▶ PROBLEM A
In the microcredit text, what is the highest interest rate the Grameen Bank charges its members on loans?
▶ PROBLEM B
Rewrite the stretch of the microcredit text from "It turns out" through "Main Street economies.", switching "Main Street" to "local".
▶ PROBLEM C
Continue the microcredit text from the point where it stops.

▶ EXERCISE TEXT
####

It turns out there are two very different models of microcredit. As Muhammad Yunus, winner of the 2006 Nobel Prize, pointed out in his January 15, 2011, New York Times op-ed, one type of microcredit program is designed to serve the poor; another to maximize financial returns to program managers and Wall Street investors.

The differences raise crucial questions for the future directions of microfinance. They also help us see where the banking system here in the United States went off course and how we must restructure it to support prosperous Main Street economies.

Grameen as a Model Community Bank

In 1983 Yunus founded the Grameen Bank, universally cited as the inspiration and model for the global microcredit movement. His purpose was to improve the lives of millions of poor Bangladeshis by making small loans to poor women to fund income-generating microbusinesses.

The basis for the Grameen Bank’s worldwide renown lies in a number of key characteristics that are not widely understood. 

  • Most local branches are self-funded by deposits of their local members in taka, the Bangladesh national currency.
  • By serving as a depository for its members, Grameen Bank allows the poor to build their own financial asset base.
  • The bank extends loans to its members at a maximum interest rate of 20 percent, a fraction of what many other microlenders charge.
  • Operating on a cooperative model, profits are redistributed to the Grameen Bank’s owner-members or are invested in community projects.

These features root the Grameen Bank in the community it serves and keep money, including interest payments, continuously circulating locally to facilitate productive local exchange and build real community wealth.

Microcredit programs seeking to replicate the Grameen model have spread rapidly across the globe. Most, however, replicate only the loan feature. Few provide their members with depository services or replicate the Grameen Bank’s other defining features, though these features are central to its commitment to community wealth building.

The Turn to Wall Street

As microlending programs became increasingly focused on repayment rates and growing the size of their loan portfolios, they looked for new sources of capital to expand their reach. With encouragement from foreign philanthropists, many turned to foreign commercial equity investors. Since private equity conflicts with the nonprofit model, sometime around 2005 many nonprofit microcredit programs changed their status to for-profit enterprises and converted their philanthropic nonprofit assets into private for-profit assets.

One such micro-finance program was Compartamos in Mexico, which in 2007 launched an initial public stock offering. According to a New York Times article, it charged its borrowers an annual interest rate of near 90 percent, producing a return on equity of more than 40 percent, nearly three times the 15 percent average for Mexican commercial banks. This made Compartamos highly attractive to private equity investors. The public offering brought in $458 million, of which “private Mexican investors, including the bank’s top executives, pocketed $150 million.”

####

[Stored dataset lines]
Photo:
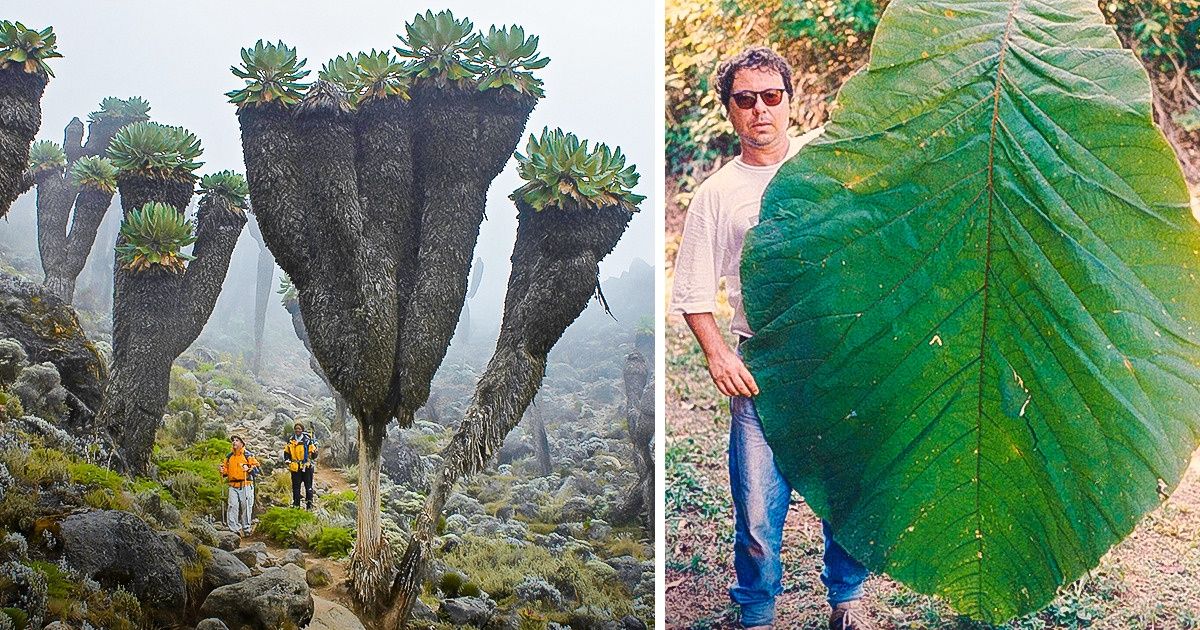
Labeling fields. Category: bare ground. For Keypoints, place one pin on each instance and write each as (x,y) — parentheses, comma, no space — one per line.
(1150,581)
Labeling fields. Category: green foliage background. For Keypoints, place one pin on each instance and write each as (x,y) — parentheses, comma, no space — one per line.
(828,40)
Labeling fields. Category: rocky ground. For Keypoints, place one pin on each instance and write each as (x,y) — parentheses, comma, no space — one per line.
(521,546)
(1150,581)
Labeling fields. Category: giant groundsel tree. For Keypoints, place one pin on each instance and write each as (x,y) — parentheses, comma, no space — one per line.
(570,214)
(162,297)
(73,192)
(975,301)
(23,78)
(370,187)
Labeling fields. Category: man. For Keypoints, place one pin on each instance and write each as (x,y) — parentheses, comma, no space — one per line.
(239,469)
(300,455)
(755,87)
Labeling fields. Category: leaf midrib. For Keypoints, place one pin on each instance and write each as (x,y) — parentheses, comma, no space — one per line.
(987,276)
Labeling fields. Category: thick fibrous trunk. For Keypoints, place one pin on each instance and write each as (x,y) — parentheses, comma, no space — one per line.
(262,294)
(540,442)
(375,214)
(157,315)
(640,414)
(340,451)
(372,562)
(65,247)
(65,253)
(347,298)
(555,267)
(21,100)
(466,141)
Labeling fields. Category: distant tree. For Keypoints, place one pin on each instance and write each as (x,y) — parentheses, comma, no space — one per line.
(540,441)
(370,187)
(570,214)
(339,453)
(162,297)
(76,189)
(639,377)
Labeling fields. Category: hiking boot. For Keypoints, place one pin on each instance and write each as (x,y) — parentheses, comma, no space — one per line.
(850,616)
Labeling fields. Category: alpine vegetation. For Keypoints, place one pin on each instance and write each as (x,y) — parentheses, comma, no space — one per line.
(24,73)
(75,189)
(370,186)
(975,287)
(583,205)
(162,297)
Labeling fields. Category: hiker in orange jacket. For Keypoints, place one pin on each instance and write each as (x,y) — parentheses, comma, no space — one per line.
(239,471)
(300,455)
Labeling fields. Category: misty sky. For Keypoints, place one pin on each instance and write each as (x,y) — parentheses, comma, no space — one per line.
(599,83)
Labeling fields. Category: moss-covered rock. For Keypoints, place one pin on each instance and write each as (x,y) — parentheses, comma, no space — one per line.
(49,330)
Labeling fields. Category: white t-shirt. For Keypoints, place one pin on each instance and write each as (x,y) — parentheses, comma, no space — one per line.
(724,208)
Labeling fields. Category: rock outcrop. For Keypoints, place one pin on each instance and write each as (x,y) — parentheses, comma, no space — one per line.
(277,598)
(49,331)
(118,549)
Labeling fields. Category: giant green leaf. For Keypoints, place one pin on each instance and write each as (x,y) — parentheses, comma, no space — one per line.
(975,303)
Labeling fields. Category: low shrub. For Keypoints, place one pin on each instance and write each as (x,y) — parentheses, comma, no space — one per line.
(96,477)
(39,467)
(281,523)
(498,568)
(333,541)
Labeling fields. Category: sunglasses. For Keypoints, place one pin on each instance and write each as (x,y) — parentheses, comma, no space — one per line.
(747,99)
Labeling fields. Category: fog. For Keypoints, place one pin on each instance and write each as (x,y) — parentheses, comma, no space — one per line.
(599,84)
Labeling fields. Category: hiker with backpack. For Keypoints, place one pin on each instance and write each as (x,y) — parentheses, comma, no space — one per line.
(239,471)
(300,455)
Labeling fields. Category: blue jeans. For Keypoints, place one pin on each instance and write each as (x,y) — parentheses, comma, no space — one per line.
(761,497)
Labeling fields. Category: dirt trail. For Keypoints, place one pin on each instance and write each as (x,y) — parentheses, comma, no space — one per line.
(327,480)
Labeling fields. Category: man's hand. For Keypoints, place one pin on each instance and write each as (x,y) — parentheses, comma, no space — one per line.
(730,375)
(726,369)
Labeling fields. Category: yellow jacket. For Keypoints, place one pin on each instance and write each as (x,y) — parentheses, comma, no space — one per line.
(300,454)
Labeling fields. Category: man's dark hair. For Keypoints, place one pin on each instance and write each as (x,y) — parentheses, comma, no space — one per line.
(759,58)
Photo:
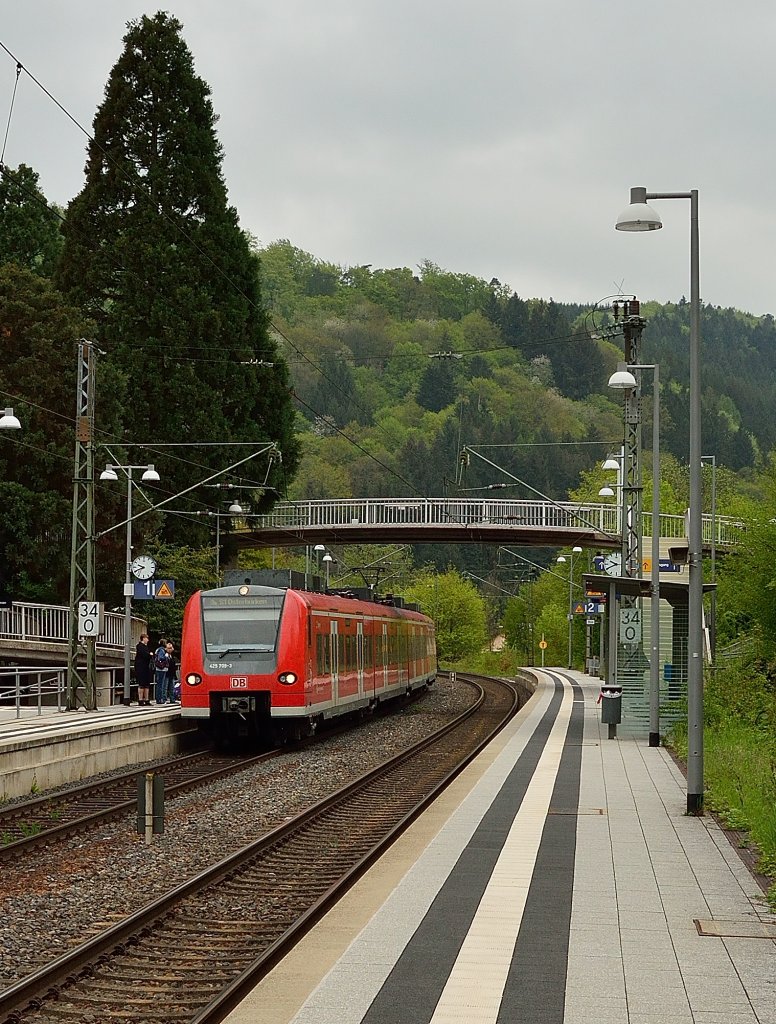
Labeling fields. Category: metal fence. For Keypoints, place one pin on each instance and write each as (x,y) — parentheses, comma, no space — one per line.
(43,689)
(440,512)
(29,622)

####

▶ TASK ANSWER A
A maximum of 20 percent.

▶ TASK ANSWER B
It turns out there are two very different models of microcredit. As Muhammad Yunus, winner of the 2006 Nobel Prize, pointed out in his January 15, 2011, New York Times op-ed, one type of microcredit program is designed to serve the poor; another to maximize financial returns to program managers and Wall Street investors.

The differences raise crucial questions for the future directions of microfinance. They also help us see where the banking system here in the United States went off course and how we must restructure it to support prosperous local economies.

▶ TASK ANSWER C
Another example is SKS Microfinance in India, whose initial public offering in August 2010 raised $358 million from international investors and yielded its founders stock options worth more than $40 million.

Yunus describes the consequences of such conversions and public sales:

To ensure that the small loans would be profitable for their shareholders, such banks needed to raise interest rates and engage in aggressive marketing and loan collection. The kind of empathy that had once been shown toward borrowers when the lenders were nonprofits disappeared.

For the groups that turned to Wall Street for financing, the line between social purpose microcredit and predatory loan sharking began to disappear, with some programs charging annual interests rates of more than 100 percent. Programs that had raised philanthropic funding to help put money into poor communities became vehicles for sucking wealth out of them to generate financial profits for already wealthy people.

Follow the Money

Apologists argue that so long as the Wall Street-funded microcredit programs charge interest rates lower than the local money lenders, they still benefit the poor.

Tara Thiagarajan, Chairperson of Madura Micro Finance, a for-profit microcredit program in India, followed the money and challenged this premise in a thoughtful and self-critical blog:

The local moneylender … may charge a higher interest rate, but being local will probably spend most of that income in the village supporting the overall village economy. So potentially, local lending at higher rates could be more beneficial to the village if the money is in turn spent in the village, compared to lower rates where the money leaves the village.

Because foreign private equity investors expect to recover their investment plus a perpetual flow of profits, the contradictions go even deeper than what Thiagrarajan outlined.

Say an equity investor in the United States buys shares in a microcredit program in India. The investor pays for the shares in U.S. dollars and in turn expects to be paid in U.S. dollars. The microlender, however, does business in Indian rupees.

The dollars, therefore, are exchanged for rupees in the foreign exchange market and become part of India’s foreign exchange pool, which funds consumer imports, machinery, foreign scholarships, capital flight, arms imports, foreign travel and whatever other uses India may have for dollars—virtually none of which benefit the poor.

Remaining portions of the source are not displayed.